== Material supplied

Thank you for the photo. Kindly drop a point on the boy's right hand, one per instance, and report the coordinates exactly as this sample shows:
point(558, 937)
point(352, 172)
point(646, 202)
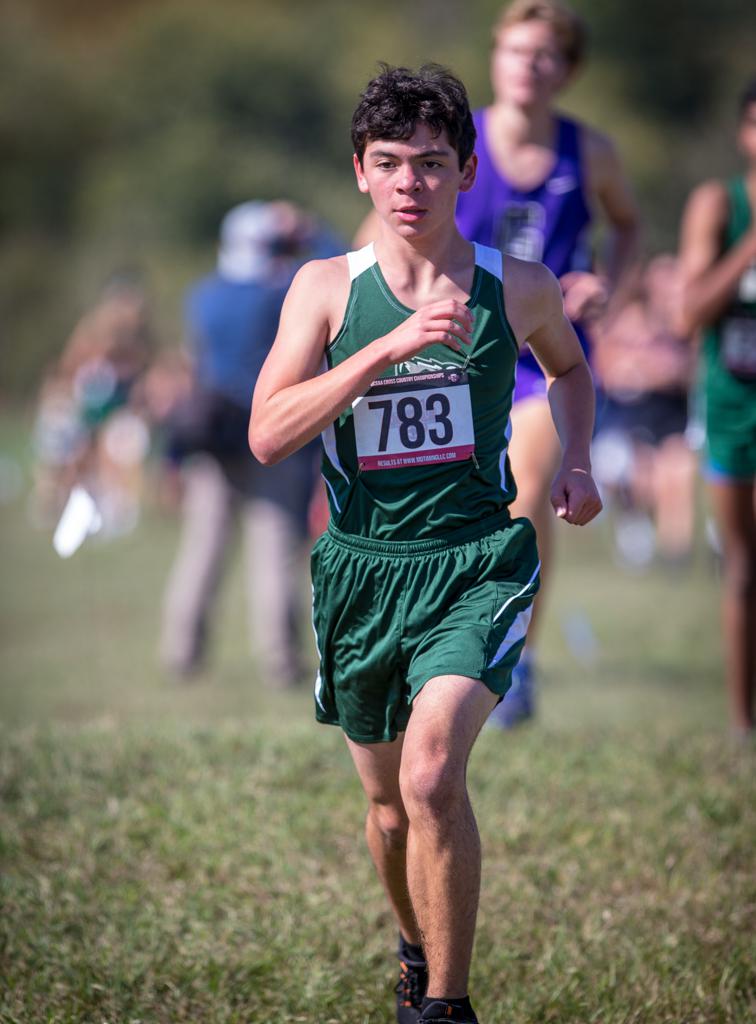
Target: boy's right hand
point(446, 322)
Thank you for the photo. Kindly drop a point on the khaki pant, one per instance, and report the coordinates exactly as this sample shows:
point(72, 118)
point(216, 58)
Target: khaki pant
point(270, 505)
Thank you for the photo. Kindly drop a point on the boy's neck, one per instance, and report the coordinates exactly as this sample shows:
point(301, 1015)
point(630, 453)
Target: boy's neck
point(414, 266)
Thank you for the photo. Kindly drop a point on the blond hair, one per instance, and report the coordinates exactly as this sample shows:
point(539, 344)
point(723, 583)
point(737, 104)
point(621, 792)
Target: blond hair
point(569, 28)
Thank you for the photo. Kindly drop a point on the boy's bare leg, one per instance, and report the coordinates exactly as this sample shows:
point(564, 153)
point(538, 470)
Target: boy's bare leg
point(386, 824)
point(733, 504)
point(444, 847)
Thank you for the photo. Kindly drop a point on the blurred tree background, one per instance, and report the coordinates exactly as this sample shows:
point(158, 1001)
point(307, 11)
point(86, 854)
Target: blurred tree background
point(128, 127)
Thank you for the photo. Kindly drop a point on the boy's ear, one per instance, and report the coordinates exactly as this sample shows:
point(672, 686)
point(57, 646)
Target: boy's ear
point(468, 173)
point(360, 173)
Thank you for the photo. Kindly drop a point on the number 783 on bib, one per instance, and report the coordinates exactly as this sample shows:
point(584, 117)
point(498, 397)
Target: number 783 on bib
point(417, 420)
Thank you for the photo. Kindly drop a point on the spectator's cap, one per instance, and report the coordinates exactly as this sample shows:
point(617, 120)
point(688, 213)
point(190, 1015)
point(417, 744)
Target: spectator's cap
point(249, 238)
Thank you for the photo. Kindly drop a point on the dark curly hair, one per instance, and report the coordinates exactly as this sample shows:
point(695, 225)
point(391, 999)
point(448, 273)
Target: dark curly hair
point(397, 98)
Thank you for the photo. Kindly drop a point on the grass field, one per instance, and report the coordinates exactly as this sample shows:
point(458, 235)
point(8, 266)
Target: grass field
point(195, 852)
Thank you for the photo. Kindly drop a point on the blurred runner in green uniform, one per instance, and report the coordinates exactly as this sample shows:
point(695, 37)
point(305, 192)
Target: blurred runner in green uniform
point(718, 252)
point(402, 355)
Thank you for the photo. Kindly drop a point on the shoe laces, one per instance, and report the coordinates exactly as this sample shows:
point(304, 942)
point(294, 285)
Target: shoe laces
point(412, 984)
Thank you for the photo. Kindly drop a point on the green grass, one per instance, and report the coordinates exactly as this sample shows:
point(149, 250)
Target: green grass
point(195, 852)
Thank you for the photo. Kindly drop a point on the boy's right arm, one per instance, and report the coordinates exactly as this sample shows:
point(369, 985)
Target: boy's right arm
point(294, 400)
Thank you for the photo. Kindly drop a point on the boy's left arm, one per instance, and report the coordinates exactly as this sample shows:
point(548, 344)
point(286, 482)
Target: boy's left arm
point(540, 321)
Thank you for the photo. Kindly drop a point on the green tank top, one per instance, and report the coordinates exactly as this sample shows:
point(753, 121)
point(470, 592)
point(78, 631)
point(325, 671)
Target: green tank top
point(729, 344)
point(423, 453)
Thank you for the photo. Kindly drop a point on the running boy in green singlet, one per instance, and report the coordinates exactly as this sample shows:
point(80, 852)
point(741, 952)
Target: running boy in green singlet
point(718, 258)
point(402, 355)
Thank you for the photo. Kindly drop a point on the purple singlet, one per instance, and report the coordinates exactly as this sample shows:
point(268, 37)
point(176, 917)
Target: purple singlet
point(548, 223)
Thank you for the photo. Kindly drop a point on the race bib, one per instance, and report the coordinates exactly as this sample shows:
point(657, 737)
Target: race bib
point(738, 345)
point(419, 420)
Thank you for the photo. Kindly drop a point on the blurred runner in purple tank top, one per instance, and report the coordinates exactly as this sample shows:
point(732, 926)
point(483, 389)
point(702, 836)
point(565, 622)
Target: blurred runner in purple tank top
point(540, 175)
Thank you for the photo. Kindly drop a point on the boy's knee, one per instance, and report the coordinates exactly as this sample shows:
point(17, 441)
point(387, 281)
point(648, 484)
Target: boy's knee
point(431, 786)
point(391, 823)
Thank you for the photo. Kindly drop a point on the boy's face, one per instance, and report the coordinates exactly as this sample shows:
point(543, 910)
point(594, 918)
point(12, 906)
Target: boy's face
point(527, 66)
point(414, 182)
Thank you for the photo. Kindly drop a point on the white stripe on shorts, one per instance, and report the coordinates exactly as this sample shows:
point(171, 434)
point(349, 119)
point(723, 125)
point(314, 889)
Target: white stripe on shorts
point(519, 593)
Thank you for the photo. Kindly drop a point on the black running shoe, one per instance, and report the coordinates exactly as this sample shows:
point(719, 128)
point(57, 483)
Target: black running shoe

====

▸ Exercise:
Set down all entries above again, exactly, without images.

▸ Expected output:
Thank you for the photo. Kindly drop a point on the boy's right hand, one per instance, and report the coordinates exactly as this sample shows:
point(558, 937)
point(352, 172)
point(646, 202)
Target: boy's right hand
point(446, 322)
Thank you for the photo. Kindly drop a point on the khaki pant, one per instance, and report the coordinates exactly as this sample shows:
point(72, 118)
point(216, 58)
Target: khaki pant
point(270, 505)
Thank you for the photo. Kindly drop a point on the boy's neck, one per instance, and report the coordinates exactly as this sample shows:
point(301, 1015)
point(630, 453)
Target: boy's neck
point(414, 266)
Thank you for the photo. Kindly drop a point on the blond hair, one per instance, and report the coordinates exactly as this sample shows:
point(539, 344)
point(723, 583)
point(737, 104)
point(621, 792)
Target: blond hair
point(569, 28)
Thank you for the photo. Kindly drop a point on the boy's bare leg, one per instance, and report the coordinates exactly as this sample shows:
point(564, 153)
point(538, 470)
Target: boy's bare leg
point(386, 824)
point(733, 504)
point(444, 847)
Thank you for the photo. Kindly drop a point on the blurred tree background, one per instance, and report the coordinates exactly as this sample shows:
point(158, 1001)
point(307, 11)
point(86, 854)
Target: blurred tree background
point(128, 127)
Thank you for the photo. Kindly drop a point on the boy's ear, one per instance, and report the coordinates exactly as this sample shows:
point(672, 686)
point(57, 646)
Target: boy's ear
point(468, 173)
point(360, 173)
Thank you for the photo. Kindly drop a point on the number 783 on bib, one per instance, and report the coordinates exactly as this sample shows:
point(584, 117)
point(498, 397)
Target: number 783 on bib
point(417, 420)
Thank you for the photo. Kindly drop a point on the spectator's cap, one per instance, and report the coordinates exactly as this sample shows:
point(617, 120)
point(688, 213)
point(190, 1015)
point(417, 744)
Target: spectator's cap
point(249, 238)
Thank you for the photo. Kindly drop a point on the dark curly hair, one per instance, and report the coordinates exactly as this sample shows:
point(695, 225)
point(391, 999)
point(448, 273)
Target: dark curly hair
point(397, 98)
Thank you for the photo. Kindly drop a point on the grass field, one per instance, and report the coordinates exactly as this sample shows:
point(458, 235)
point(8, 266)
Target: grass field
point(195, 852)
Thank you for the photo. Kindly drop a point on the blurred runner in green uniform, one per instance, and report the coordinates exactly as this sample shows:
point(695, 37)
point(305, 192)
Target: blurred runner in green uniform
point(718, 252)
point(402, 355)
Thank you for the photo. Kindly drop a point on the shoe laces, one per instance, and report the coordinates exactly as this sample shows:
point(304, 942)
point(294, 285)
Target: shoe laces
point(412, 984)
Thank you for the photo. Kindly drop a point on the green grass, one per instance, and report the coordinates exactly as this sample shows:
point(149, 250)
Target: green grass
point(195, 852)
Thank you for the photo. Kindly drop a point on the boy's right arm, one per instance, and report the coordinates exactly as this sample shows:
point(369, 985)
Target: boy's right arm
point(294, 400)
Thank you for the photo. Kindly drop a point on the boy's left arm, one per instance, and report the coordinates exactly as this sample shows:
point(548, 344)
point(286, 482)
Target: boy's left arm
point(540, 321)
Thank you for the photo. Kindly drop a point on the green tank top, one per instance, and report the coordinates exactly as this sample shows:
point(753, 121)
point(470, 592)
point(78, 631)
point(325, 671)
Target: green tank top
point(729, 344)
point(423, 453)
Thank you for the photo. Kindly drop a point on the running boy in green singlet, one per instance, and report the coordinates exactly as this sample shows:
point(80, 852)
point(741, 952)
Target: running boy in green singlet
point(718, 258)
point(402, 355)
Thank you for the photo. Kindly drop a point on the purple singlet, one per instance, and report the coordinates exactly as this sample shows:
point(268, 37)
point(176, 917)
Target: purple singlet
point(548, 223)
Thank you for the photo. Kindly drop a point on the race bib, one per instance, and report the coordinates exactly as this sample shows:
point(657, 737)
Target: race bib
point(738, 345)
point(419, 420)
Thank you for the photo. Kindly drop a point on the blurred runner in purple tank top, one per instance, and report the coordinates exactly as this sample shows:
point(732, 926)
point(483, 389)
point(702, 836)
point(565, 622)
Target: blurred runner in purple tank top
point(540, 175)
Thank you for the photo. Kindly drop a point on the boy's knee, one per instance, and report the coordinates exactly as this sample shows:
point(17, 441)
point(387, 281)
point(648, 484)
Target: boy's knee
point(431, 786)
point(391, 823)
Thank you for the photo. Kindly drop a point on the boy's face, one per instance, and report the coordinates exactly as this sample shows:
point(543, 910)
point(594, 918)
point(12, 906)
Target: boy's face
point(527, 66)
point(414, 182)
Thank you for the photo. Kindly drop a point on the white stripe on shorts, one per instance, and report the coordinates exactly as this sample shows:
point(171, 434)
point(349, 119)
point(723, 125)
point(314, 889)
Target: white stripe on shorts
point(519, 593)
Thank you for the photo. Kindly drop a point on the black running shoe, one per instance, and report the coordinates exactly as this sample shows:
point(719, 128)
point(57, 483)
Target: black running shoe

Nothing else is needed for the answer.